[begin Reading text]

But the fingerprints didn’t match the Talwars. Or, according to Chunnilal Gautam, any of the other suspects.

And here is the nub of the story: the CBI’s case is that no “outsider” would take dare to take a swig of whiskey after having committed the horrific crimes. But if there were prints, whose were they? It is established that they didn’t come from the Talwars–by the CBI.

And what about about the Talwars dragging Hemraj’s body across the terrace? The CBI contends this vehemently as a circumstance that displays the conduct of the guilty: ‘the do it, then they try and hide it’. The agency claims that is carried out a “scientific experiment” (with fake blood, and unfortunate volunteers) to see how the dragging actually took place.

But Kaul and his geniuses got this one especially wrong. The evidence the CBI has placed on record is this:

UP police: Hemraj was dragged east to west MS Dahiya (the CBI’s crime scene analyst): The body was dragged west to east

Rajinder Singh Dangi (the scientist who simulated the dragging): Hemraj was dragged north to south.

This is all part of the “evidence” that the CBI relies upon. And yes, you would have to be incredibly foolish to believe that all three statements were true. Even if we assume that Hemraj was actually dragged across the terrace, he could have only been dragged in one of three directions. Ergo, at least two of the CBI’s witnesses must be lying.

Having been on the case for a year and a half, I can say with certainty that they aren’t the only two.

[end Reading text]
[begin Data excerpt]

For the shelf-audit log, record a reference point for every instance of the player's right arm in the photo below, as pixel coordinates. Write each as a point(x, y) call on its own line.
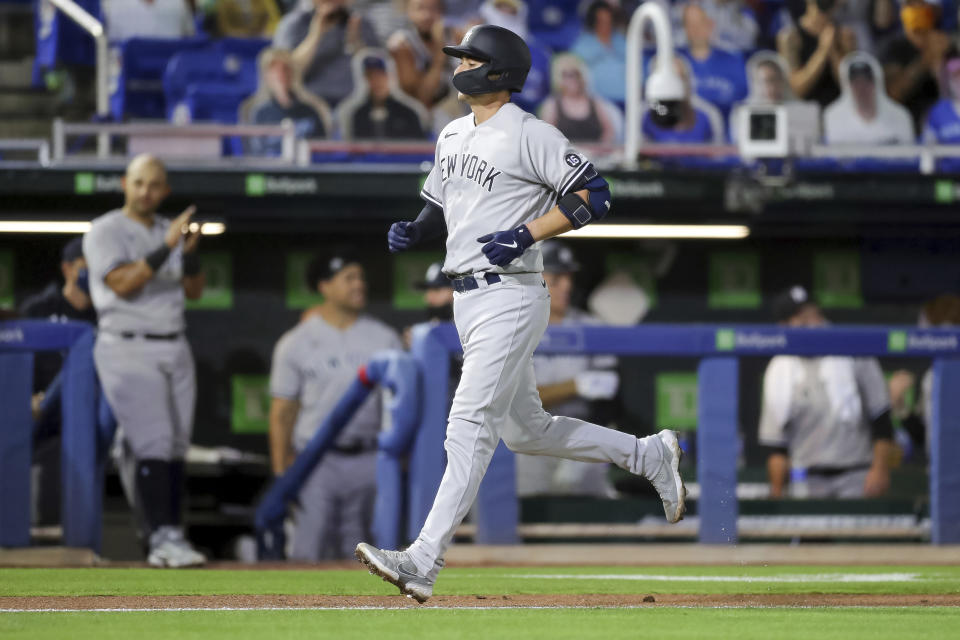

[end Data excerpt]

[Exercise requirements]
1) After the data, decide whether each statement agrees with the Talwar case text, answering yes or no and quoting the deciding words: (a) The CBI established that the prints did not come from the Talwars. (b) Rajinder Singh Dangi said Hemraj was dragged west to east. (c) The CBI's dragging experiment used fake blood.
2) According to the Talwar case text, who is the CBI's crime scene analyst?
3) Retype the Talwar case text from "And here is" up to and including "actually took place.".

[Task solutions]
1)
(a) Yes: "It is established that they didn’t come from the Talwars–by the CBI."
(b) No: "Rajinder Singh Dangi (the scientist who simulated the dragging): Hemraj was dragged north to south."
(c) Yes: "(with fake blood, and unfortunate volunteers)"

2) MS Dahiya.

3)
And here is the nub of the story: the CBI’s case is that no “outsider” would take dare to take a swig of whiskey after having committed the horrific crimes. But if there were prints, whose were they? It is established that they didn’t come from the Talwars–by the CBI.

And what about about the Talwars dragging Hemraj’s body across the terrace? The CBI contends this vehemently as a circumstance that displays the conduct of the guilty: ‘the do it, then they try and hide it’. The agency claims that is carried out a “scientific experiment” (with fake blood, and unfortunate volunteers) to see how the dragging actually took place.